## START Data supplied

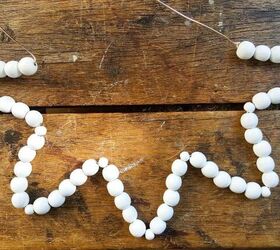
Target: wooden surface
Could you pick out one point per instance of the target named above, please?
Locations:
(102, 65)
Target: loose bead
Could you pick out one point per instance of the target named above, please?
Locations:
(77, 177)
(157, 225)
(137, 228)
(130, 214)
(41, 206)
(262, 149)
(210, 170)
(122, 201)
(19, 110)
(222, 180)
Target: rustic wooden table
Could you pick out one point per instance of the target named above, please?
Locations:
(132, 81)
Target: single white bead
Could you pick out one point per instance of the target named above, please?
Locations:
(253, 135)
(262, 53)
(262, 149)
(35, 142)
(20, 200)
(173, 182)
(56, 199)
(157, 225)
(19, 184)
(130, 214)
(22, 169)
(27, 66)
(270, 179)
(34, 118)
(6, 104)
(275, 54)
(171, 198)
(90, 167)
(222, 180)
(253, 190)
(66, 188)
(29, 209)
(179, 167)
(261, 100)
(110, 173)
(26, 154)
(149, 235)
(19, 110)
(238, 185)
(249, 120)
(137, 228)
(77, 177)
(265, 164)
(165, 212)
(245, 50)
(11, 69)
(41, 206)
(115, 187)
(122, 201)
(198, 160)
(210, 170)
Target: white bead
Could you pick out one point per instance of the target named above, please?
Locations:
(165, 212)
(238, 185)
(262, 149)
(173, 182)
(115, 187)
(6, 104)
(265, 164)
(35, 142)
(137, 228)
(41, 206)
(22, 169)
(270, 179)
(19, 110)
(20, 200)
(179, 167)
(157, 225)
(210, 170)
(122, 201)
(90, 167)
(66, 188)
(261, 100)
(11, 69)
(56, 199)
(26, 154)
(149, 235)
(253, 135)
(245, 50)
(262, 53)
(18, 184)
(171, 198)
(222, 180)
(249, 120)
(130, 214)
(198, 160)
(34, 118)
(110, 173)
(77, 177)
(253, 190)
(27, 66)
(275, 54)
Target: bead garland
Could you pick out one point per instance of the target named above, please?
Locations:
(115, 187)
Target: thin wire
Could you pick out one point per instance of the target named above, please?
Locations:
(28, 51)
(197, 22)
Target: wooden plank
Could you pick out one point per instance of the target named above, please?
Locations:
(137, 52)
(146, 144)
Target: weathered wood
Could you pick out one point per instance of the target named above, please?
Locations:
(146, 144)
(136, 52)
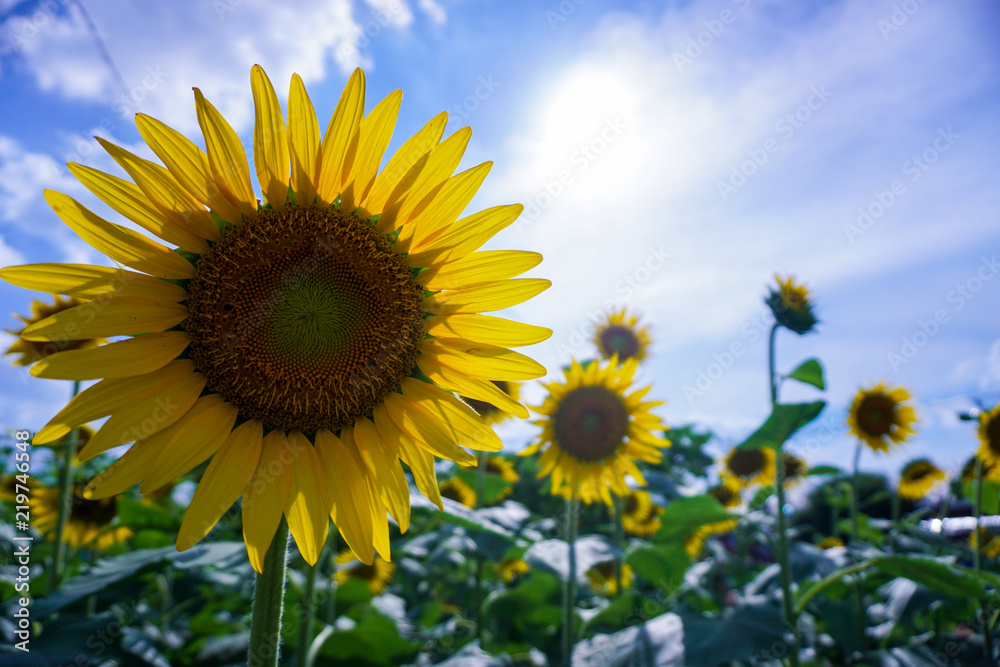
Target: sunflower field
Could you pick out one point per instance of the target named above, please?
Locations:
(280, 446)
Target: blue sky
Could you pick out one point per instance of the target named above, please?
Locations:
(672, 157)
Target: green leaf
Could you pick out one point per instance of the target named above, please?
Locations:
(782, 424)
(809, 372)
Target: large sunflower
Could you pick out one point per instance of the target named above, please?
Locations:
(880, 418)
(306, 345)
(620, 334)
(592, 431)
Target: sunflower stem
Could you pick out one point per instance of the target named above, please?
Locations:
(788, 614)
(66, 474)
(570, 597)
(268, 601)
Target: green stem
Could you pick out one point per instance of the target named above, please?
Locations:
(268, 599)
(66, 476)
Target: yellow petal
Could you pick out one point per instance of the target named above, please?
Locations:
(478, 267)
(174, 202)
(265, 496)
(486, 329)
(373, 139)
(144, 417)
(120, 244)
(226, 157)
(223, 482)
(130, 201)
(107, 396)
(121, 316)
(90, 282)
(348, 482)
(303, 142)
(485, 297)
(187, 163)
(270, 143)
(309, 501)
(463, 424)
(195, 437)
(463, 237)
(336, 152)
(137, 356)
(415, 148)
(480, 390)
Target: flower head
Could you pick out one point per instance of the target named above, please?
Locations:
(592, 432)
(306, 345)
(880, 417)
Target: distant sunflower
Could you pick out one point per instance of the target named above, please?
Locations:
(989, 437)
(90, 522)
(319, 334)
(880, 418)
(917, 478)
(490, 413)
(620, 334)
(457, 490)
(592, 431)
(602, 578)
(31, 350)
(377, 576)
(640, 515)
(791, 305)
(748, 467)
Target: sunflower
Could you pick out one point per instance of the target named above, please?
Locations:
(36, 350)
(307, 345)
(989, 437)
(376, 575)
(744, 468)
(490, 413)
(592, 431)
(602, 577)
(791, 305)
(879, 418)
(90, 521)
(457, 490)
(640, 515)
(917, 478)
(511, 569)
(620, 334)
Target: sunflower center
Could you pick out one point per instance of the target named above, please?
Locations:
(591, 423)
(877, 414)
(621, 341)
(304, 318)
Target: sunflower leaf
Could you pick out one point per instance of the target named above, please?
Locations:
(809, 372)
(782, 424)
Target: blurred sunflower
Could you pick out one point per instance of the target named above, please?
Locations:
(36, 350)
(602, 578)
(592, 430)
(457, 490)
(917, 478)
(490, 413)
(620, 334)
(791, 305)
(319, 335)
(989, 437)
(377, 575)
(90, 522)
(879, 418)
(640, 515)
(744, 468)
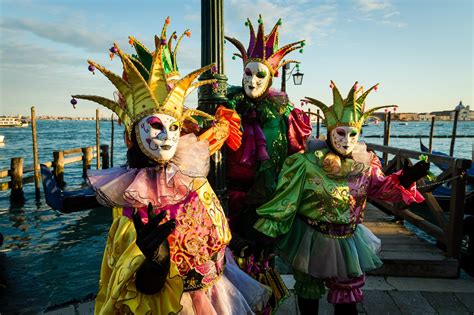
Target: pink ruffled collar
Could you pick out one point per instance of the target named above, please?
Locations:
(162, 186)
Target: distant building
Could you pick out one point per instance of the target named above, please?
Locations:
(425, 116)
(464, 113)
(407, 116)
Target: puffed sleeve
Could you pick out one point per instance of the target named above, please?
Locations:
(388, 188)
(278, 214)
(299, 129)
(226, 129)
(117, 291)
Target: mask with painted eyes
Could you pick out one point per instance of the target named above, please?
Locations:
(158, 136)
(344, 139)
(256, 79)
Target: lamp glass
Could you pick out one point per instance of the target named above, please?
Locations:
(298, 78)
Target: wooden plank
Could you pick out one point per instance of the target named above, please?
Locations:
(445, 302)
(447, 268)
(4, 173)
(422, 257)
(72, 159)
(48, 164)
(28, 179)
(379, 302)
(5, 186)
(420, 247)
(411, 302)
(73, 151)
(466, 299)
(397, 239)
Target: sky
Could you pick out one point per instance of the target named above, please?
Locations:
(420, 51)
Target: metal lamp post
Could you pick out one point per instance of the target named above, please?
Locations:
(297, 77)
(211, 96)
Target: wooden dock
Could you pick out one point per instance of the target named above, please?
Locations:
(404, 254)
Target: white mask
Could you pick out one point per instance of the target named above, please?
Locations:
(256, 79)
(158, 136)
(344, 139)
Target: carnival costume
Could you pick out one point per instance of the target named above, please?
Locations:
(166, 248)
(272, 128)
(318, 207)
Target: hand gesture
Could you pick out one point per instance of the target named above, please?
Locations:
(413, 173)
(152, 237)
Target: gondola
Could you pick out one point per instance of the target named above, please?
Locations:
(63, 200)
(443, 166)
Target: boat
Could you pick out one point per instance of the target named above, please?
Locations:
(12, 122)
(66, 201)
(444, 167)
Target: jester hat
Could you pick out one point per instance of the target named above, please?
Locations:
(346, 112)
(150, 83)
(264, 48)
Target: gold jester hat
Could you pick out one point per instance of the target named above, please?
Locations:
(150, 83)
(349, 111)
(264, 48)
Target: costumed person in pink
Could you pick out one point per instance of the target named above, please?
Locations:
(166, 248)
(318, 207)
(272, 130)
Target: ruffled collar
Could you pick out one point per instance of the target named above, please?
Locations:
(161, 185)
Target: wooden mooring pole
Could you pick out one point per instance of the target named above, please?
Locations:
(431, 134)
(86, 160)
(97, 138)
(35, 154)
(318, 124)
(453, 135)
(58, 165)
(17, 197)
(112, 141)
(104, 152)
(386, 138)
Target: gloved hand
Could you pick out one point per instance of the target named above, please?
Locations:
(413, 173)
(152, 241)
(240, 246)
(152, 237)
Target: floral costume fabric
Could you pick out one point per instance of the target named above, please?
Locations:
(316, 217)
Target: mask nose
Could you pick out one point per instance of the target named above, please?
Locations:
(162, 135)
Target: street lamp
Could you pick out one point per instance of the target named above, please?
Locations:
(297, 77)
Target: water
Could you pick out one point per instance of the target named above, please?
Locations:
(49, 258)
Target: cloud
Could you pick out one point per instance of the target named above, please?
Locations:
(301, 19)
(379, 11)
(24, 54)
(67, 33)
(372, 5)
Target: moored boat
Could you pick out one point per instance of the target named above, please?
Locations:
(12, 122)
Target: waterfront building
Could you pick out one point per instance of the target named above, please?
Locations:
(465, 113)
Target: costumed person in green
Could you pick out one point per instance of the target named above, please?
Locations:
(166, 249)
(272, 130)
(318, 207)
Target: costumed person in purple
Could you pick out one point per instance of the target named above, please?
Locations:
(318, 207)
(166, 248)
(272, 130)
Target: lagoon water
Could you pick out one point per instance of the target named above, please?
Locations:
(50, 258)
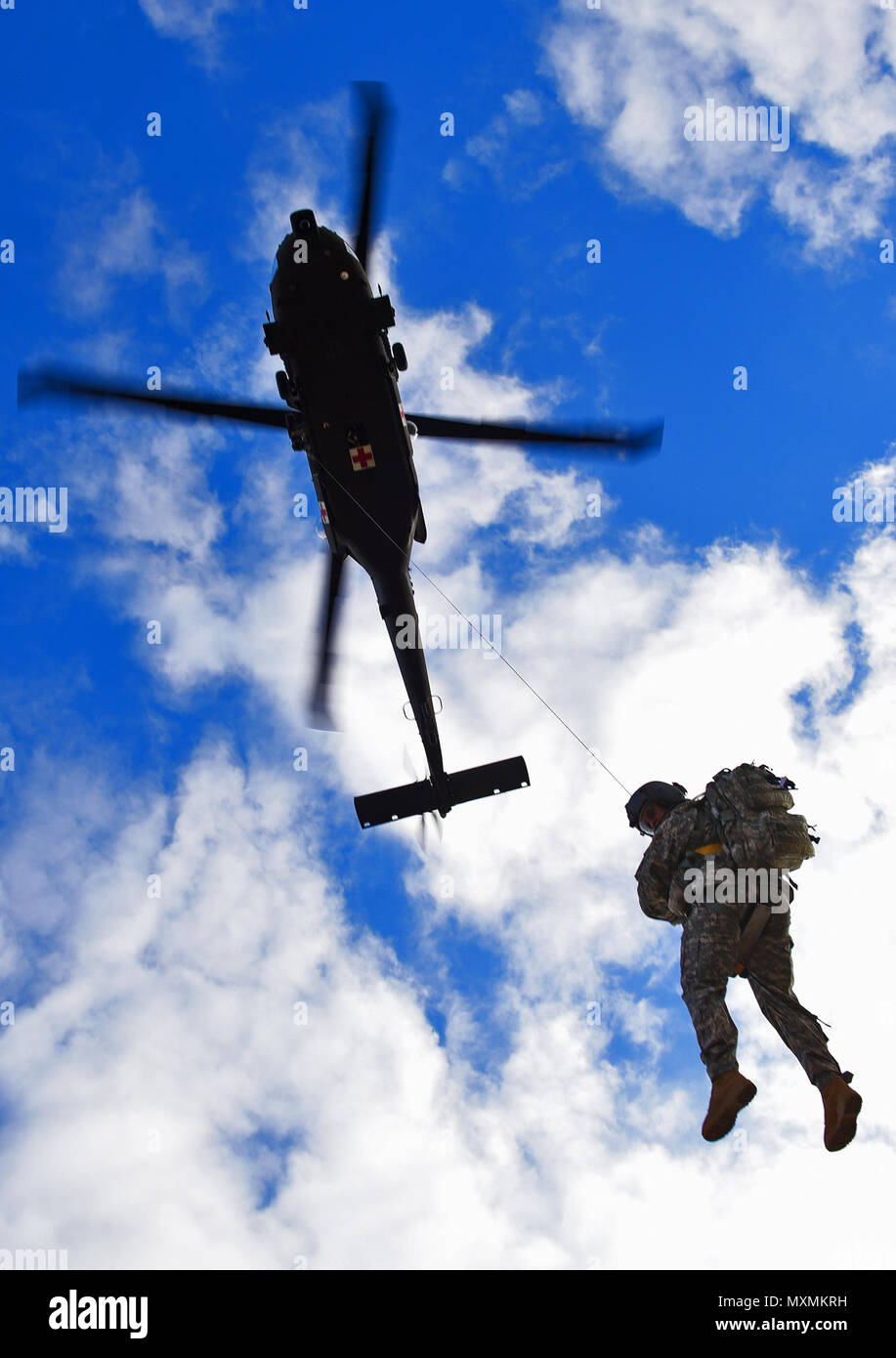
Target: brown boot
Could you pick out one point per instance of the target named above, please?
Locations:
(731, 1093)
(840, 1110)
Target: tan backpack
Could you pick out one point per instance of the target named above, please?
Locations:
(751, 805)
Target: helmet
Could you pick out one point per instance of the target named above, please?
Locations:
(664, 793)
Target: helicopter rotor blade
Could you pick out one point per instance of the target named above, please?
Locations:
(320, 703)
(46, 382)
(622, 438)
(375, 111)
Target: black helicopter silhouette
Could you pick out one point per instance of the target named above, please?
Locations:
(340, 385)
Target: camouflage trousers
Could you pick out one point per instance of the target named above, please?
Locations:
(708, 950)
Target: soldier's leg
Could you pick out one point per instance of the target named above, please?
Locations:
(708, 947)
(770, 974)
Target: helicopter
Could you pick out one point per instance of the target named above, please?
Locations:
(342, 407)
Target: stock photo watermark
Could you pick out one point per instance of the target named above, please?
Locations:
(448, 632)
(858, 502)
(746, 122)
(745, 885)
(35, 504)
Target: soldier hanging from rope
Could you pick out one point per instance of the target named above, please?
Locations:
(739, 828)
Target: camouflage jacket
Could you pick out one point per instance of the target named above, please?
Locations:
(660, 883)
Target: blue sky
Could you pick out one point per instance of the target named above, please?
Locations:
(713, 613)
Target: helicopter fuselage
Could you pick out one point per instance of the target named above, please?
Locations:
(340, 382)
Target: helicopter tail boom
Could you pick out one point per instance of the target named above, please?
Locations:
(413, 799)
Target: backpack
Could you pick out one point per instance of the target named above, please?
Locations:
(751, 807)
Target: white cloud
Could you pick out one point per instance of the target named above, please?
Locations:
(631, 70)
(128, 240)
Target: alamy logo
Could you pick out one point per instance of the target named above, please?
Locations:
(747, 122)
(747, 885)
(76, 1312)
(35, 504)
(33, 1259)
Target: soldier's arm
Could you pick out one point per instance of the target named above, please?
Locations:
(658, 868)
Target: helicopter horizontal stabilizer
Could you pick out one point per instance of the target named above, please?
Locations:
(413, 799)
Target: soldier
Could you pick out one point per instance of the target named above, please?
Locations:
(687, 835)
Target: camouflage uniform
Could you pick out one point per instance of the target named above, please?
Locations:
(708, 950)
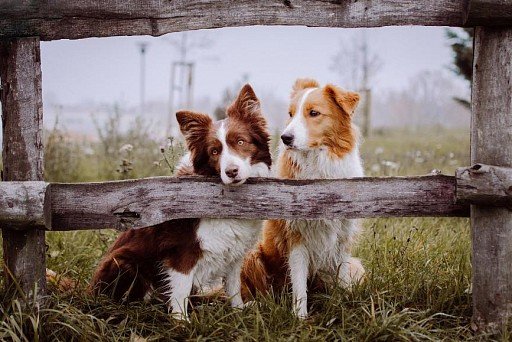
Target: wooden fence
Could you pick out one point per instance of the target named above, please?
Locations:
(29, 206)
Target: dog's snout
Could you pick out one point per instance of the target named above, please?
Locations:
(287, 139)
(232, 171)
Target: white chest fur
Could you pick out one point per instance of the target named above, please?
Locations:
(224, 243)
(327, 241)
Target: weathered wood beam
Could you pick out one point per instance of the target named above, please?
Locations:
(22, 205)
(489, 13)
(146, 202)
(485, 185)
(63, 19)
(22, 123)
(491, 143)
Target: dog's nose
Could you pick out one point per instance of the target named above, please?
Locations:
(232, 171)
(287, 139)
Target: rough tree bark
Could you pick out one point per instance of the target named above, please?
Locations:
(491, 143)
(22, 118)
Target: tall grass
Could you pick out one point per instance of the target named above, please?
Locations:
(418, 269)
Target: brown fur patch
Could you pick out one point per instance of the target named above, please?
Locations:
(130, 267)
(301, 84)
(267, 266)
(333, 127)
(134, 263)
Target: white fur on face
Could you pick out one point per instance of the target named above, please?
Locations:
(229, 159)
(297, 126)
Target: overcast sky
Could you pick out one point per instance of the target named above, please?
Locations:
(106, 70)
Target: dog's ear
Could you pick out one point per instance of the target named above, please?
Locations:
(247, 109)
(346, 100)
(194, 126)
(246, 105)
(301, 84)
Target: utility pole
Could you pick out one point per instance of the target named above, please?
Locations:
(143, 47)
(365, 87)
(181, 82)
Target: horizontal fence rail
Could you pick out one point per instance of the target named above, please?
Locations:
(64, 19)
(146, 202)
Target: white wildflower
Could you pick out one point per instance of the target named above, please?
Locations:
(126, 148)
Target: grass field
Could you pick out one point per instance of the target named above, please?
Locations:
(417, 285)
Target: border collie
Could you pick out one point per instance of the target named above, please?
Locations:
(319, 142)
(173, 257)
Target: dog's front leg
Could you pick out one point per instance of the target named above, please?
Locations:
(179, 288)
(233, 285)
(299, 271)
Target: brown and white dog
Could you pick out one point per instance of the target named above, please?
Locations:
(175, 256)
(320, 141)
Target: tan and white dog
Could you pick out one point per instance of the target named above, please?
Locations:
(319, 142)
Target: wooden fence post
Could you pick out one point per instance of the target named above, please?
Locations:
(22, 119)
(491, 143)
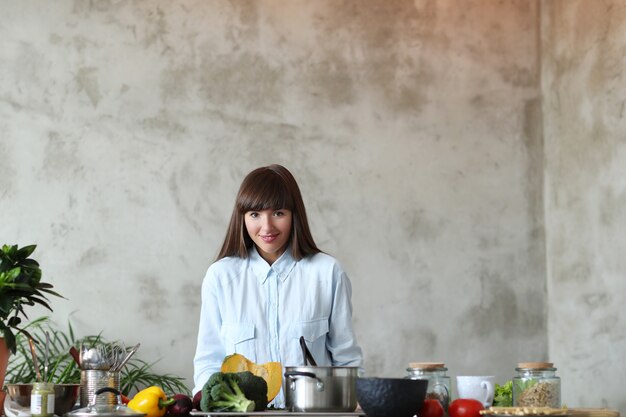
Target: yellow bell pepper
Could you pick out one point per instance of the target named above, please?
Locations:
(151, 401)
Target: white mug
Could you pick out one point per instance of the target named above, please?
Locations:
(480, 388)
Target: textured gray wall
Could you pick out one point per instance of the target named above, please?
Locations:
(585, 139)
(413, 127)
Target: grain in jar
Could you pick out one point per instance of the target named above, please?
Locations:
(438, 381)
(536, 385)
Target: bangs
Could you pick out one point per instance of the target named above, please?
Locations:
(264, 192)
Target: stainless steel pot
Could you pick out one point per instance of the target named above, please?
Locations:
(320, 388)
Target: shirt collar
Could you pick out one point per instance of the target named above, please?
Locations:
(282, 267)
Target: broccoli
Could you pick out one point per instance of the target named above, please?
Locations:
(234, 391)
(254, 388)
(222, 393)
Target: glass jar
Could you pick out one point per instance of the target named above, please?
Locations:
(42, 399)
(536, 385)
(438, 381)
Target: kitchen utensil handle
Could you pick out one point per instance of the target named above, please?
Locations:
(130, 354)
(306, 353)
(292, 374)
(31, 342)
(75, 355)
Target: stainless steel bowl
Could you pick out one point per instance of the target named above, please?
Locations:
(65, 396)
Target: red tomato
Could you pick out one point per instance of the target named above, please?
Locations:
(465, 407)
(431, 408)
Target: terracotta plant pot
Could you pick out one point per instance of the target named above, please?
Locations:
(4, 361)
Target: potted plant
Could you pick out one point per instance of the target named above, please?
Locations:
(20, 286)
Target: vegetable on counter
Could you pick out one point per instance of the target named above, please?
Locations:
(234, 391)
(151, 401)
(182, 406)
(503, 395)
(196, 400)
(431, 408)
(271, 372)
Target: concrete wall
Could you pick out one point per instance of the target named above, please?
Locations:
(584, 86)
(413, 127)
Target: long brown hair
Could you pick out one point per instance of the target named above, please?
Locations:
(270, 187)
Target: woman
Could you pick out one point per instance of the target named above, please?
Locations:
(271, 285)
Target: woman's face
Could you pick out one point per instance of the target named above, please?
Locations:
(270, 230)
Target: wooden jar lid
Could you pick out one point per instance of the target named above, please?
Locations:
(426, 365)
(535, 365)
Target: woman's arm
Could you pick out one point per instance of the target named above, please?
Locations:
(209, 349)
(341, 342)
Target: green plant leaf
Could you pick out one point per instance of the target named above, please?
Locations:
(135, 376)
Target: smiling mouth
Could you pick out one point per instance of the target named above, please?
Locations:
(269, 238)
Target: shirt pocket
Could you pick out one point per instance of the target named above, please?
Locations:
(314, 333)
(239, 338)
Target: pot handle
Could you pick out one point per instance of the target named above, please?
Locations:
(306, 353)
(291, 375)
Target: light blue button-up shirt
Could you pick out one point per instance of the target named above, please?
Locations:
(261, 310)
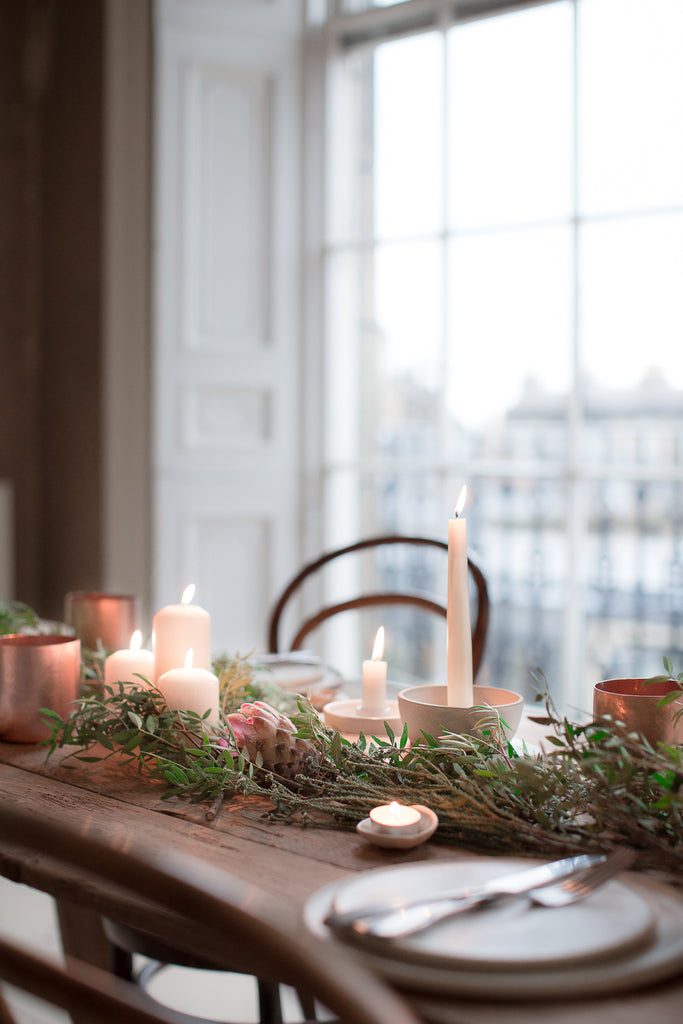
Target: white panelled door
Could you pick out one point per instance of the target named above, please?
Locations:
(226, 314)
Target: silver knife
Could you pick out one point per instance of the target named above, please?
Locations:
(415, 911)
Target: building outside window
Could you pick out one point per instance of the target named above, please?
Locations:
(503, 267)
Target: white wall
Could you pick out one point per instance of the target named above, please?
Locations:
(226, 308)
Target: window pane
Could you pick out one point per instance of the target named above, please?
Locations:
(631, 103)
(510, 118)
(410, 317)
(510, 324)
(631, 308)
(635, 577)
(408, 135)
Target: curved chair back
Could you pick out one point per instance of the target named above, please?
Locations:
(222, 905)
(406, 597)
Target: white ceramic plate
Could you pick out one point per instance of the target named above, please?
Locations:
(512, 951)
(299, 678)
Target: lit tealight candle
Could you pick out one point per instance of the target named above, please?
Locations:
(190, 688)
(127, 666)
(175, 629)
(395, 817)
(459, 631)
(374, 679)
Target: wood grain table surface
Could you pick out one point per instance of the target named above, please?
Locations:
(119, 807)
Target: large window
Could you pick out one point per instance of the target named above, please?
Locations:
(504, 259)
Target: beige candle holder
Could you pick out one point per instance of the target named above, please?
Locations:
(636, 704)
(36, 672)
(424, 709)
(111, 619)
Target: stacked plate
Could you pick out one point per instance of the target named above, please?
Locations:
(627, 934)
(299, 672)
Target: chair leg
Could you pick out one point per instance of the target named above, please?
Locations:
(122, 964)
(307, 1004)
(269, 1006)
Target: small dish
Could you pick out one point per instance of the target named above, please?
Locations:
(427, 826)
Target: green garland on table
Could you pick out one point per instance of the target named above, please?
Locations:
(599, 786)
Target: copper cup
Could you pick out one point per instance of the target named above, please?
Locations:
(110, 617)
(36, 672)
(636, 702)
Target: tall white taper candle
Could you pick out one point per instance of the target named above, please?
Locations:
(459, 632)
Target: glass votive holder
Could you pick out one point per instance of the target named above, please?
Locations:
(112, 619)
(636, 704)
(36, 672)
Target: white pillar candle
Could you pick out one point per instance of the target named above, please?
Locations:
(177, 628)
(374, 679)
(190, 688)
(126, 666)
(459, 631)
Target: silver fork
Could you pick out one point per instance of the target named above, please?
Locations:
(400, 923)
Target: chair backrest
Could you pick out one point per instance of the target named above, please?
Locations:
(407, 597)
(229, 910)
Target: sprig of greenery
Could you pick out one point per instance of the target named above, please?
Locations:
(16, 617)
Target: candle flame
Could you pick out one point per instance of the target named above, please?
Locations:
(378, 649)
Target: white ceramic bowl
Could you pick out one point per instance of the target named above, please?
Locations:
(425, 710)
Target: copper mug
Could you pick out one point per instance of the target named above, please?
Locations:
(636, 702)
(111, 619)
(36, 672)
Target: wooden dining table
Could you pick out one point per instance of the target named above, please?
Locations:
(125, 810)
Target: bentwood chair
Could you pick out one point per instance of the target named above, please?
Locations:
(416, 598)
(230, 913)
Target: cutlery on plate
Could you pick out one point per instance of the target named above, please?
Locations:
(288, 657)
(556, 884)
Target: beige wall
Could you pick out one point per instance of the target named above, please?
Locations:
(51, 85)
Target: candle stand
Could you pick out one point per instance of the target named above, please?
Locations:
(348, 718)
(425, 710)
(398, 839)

## END Data supplied

- _Exercise prompt_:
Rewrite every line of the material above from the line with "Target: floral costume fabric" to the line with "(840, 1110)", both ends included, and shift each coordinate by adding 95 to both of its numbers. Leave out any picture.

- _Full response_:
Target: floral costume fabric
Could you pick out one point per instance of the target named above, please?
Locations:
(411, 312)
Target: mask nose
Could you pick out one point per instance of the target named above, please?
Locations:
(257, 230)
Target: street lamp
Could you pick out one point per instance of the target named above, please?
Locations:
(392, 172)
Target: water
Could you pick out one point per instance of the target named above, please?
Locations:
(144, 353)
Target: cloud
Could you pick out one point per instance of the target named above, please?
Locations:
(396, 114)
(474, 106)
(119, 149)
(162, 128)
(467, 100)
Target: moored boat
Could you pick out one point per instance of the target named above, please?
Locations:
(107, 217)
Target: waterfront building
Could you pick out one point per instance of the target named above, please?
Locations:
(560, 208)
Target: costumed person in green
Could you pick out one point per instance of the target named above, please?
Locations:
(261, 344)
(367, 225)
(413, 302)
Target: costumed person in purple
Could you pick out one point per instance of the target named above, please?
Locations:
(413, 302)
(261, 343)
(367, 225)
Target: lagoon water
Could you pick out one point per instance of the target named above, please?
Locations:
(145, 353)
Target: brown boot
Could you pick out one point per instance of the target named above, please?
Locations:
(826, 1188)
(935, 1205)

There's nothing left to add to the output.